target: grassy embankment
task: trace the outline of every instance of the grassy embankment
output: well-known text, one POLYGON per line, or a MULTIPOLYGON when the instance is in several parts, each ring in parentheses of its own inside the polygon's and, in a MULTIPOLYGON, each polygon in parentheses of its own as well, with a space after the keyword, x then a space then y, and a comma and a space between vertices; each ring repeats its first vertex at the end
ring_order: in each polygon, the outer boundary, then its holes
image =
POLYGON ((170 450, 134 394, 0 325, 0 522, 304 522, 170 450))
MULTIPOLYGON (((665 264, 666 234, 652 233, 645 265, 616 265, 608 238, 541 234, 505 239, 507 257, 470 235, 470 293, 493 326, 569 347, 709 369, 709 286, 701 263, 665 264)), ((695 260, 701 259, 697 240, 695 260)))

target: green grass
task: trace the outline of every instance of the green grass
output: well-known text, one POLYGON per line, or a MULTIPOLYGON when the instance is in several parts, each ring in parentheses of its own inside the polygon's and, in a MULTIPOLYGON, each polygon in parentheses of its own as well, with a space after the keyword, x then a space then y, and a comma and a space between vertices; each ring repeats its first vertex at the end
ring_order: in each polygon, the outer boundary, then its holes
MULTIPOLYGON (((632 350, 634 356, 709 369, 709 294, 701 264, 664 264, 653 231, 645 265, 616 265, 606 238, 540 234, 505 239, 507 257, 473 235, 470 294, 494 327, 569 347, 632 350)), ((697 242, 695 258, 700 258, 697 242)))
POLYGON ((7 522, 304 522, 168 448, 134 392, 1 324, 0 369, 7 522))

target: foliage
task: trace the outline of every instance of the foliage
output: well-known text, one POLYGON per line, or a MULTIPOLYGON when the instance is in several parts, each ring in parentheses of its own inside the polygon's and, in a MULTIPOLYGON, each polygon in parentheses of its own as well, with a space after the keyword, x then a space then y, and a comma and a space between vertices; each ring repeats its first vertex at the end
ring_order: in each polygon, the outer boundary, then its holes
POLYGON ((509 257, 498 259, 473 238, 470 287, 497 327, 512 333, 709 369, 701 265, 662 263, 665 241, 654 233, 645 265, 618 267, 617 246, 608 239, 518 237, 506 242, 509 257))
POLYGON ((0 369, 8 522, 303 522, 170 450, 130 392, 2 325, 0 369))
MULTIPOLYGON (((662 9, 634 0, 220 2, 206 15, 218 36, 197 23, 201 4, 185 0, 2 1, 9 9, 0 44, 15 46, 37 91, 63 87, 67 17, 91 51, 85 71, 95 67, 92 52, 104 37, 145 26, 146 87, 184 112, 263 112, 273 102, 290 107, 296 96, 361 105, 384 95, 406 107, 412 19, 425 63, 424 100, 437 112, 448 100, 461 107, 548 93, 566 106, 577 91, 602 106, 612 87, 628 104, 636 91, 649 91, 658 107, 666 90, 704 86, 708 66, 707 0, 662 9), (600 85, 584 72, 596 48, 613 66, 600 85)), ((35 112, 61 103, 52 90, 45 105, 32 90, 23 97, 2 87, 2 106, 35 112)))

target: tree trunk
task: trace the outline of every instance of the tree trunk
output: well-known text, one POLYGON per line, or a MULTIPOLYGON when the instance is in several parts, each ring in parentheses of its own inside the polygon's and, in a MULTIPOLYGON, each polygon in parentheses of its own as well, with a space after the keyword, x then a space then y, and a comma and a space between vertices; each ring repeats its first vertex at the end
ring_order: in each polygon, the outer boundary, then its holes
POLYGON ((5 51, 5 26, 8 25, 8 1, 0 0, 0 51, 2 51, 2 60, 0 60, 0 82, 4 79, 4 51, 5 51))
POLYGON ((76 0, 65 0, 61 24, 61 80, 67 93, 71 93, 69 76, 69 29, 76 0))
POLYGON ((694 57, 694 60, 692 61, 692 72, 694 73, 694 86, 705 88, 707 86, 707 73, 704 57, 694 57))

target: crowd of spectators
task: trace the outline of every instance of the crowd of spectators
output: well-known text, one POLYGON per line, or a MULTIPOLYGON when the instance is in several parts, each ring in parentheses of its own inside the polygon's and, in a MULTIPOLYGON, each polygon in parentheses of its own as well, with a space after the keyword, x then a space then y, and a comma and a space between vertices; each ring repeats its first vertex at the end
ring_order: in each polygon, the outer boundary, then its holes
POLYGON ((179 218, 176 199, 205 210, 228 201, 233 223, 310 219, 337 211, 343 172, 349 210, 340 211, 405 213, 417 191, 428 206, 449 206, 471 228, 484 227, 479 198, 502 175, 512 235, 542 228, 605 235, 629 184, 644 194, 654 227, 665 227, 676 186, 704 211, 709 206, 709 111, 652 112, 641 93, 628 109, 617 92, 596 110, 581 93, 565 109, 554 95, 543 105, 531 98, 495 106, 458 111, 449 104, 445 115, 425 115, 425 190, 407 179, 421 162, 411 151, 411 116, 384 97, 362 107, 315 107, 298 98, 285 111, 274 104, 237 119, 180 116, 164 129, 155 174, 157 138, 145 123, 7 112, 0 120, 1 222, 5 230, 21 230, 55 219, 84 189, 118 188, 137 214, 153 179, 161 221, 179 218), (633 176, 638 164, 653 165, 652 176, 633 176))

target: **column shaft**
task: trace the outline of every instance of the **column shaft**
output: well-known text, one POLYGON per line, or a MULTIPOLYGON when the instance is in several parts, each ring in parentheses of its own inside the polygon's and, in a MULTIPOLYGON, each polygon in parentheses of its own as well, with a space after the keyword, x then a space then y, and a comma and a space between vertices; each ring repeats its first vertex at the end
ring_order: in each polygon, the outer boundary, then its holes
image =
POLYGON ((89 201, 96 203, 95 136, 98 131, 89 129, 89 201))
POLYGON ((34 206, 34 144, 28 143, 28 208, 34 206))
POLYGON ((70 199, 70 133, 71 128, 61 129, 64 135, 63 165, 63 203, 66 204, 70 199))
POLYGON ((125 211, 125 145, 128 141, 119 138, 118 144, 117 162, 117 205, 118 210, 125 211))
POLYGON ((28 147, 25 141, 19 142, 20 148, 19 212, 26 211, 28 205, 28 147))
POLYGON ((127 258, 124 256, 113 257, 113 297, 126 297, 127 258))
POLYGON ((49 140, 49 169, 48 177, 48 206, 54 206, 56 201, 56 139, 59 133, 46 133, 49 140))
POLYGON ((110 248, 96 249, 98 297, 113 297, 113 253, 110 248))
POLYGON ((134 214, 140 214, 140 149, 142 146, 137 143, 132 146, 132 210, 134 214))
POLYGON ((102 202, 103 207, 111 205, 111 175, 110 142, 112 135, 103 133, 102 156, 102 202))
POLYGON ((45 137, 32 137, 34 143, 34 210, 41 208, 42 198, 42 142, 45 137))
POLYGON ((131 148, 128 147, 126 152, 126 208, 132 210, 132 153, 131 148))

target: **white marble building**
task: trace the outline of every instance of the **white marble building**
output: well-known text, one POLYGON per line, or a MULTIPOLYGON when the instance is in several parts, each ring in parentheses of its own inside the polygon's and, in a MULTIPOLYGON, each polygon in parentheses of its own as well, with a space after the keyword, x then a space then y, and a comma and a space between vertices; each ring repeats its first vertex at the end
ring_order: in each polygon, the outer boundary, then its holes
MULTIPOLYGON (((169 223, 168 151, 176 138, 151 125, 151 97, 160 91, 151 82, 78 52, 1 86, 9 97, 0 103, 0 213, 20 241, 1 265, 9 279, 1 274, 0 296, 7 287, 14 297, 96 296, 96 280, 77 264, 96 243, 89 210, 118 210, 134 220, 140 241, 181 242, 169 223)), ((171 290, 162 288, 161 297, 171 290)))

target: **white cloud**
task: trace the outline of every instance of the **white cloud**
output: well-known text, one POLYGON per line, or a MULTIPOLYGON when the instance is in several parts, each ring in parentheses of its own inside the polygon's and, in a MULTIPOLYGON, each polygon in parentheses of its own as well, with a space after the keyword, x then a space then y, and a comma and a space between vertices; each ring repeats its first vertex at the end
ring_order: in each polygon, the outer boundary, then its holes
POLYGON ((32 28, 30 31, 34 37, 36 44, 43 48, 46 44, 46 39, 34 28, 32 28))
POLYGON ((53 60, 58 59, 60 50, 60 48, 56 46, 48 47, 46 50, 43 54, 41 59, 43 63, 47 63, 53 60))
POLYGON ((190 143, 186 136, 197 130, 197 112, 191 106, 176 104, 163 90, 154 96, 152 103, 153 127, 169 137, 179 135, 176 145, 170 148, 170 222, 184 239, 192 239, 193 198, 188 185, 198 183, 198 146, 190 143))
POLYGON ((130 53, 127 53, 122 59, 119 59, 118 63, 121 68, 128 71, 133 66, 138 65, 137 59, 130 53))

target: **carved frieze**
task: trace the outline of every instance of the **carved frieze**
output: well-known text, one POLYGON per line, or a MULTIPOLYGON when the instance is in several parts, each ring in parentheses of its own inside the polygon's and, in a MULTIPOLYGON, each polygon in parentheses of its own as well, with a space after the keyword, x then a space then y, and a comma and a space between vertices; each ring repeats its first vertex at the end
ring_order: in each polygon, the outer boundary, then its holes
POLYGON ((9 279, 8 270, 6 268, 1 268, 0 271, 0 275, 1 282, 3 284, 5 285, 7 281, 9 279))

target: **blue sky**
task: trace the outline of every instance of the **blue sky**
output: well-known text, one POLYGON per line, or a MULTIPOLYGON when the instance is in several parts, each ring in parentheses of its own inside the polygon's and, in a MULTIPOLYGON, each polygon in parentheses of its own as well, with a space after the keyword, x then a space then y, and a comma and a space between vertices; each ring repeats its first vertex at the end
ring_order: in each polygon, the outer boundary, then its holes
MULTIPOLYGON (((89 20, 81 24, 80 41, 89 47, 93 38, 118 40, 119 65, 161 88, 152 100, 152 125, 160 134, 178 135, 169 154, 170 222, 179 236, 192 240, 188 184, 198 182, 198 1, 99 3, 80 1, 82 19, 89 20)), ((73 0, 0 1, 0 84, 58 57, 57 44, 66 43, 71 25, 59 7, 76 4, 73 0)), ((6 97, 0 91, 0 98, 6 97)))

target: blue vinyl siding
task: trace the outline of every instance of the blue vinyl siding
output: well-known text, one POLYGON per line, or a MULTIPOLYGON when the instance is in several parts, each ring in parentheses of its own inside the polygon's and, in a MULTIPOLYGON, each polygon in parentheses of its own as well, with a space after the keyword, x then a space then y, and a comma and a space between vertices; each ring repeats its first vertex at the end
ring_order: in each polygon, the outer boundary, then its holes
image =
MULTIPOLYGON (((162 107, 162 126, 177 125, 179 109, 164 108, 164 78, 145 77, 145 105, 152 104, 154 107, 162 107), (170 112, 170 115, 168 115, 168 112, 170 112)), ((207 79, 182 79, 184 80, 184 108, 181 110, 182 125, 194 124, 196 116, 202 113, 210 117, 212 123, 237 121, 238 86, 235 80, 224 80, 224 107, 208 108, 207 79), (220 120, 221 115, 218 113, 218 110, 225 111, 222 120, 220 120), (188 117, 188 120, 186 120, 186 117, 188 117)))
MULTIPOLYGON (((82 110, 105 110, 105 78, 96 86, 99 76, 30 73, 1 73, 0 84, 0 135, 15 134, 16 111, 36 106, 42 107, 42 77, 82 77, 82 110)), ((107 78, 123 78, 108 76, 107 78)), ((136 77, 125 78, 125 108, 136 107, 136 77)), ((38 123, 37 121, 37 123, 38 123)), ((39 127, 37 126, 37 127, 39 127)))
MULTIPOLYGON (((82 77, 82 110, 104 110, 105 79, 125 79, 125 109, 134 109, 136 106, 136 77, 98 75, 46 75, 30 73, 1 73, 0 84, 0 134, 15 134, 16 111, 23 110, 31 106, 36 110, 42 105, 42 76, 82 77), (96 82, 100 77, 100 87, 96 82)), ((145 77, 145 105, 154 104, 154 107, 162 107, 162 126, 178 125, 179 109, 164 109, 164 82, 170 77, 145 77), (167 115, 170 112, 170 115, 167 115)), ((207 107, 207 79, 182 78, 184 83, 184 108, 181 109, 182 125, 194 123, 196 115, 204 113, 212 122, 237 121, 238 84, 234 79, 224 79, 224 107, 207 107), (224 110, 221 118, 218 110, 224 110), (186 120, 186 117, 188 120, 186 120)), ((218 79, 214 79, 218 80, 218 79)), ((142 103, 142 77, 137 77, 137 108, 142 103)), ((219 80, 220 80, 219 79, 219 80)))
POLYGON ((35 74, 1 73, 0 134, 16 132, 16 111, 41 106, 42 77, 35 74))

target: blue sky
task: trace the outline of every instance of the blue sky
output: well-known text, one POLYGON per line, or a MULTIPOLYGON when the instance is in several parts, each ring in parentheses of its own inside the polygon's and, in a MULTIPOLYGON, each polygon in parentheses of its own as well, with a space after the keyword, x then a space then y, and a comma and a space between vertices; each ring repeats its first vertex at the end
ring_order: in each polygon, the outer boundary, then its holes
_ _ _
Problema >>
Transcribe sin ningún cambio el tramo que comienza con la línea que contiene "target: green grass" y termina con la línea que contiene "POLYGON ((7 522, 304", ambas incluidas.

Respuesta >>
target: green grass
task: trace the outline of every instance of the green grass
output: well-known text, one POLYGON per line, or a MULTIPOLYGON when the instance is in several parts, each ring in parentheses of its own inside the polygon's and, in a MULTIPOLYGON, each polygon in parentheses of its own as well, with a space after the keyword, x then a space then y, and a comma and a space between vertices; each ring repeats its first vertex at the end
ring_order: in each polygon, the outer boundary, then its holes
MULTIPOLYGON (((632 350, 634 356, 709 369, 709 294, 701 264, 664 264, 653 231, 645 265, 616 265, 606 238, 540 234, 505 239, 507 257, 473 235, 470 294, 494 327, 569 347, 632 350)), ((697 242, 695 258, 700 258, 697 242)))
POLYGON ((7 522, 304 522, 168 448, 134 392, 1 324, 0 369, 7 522))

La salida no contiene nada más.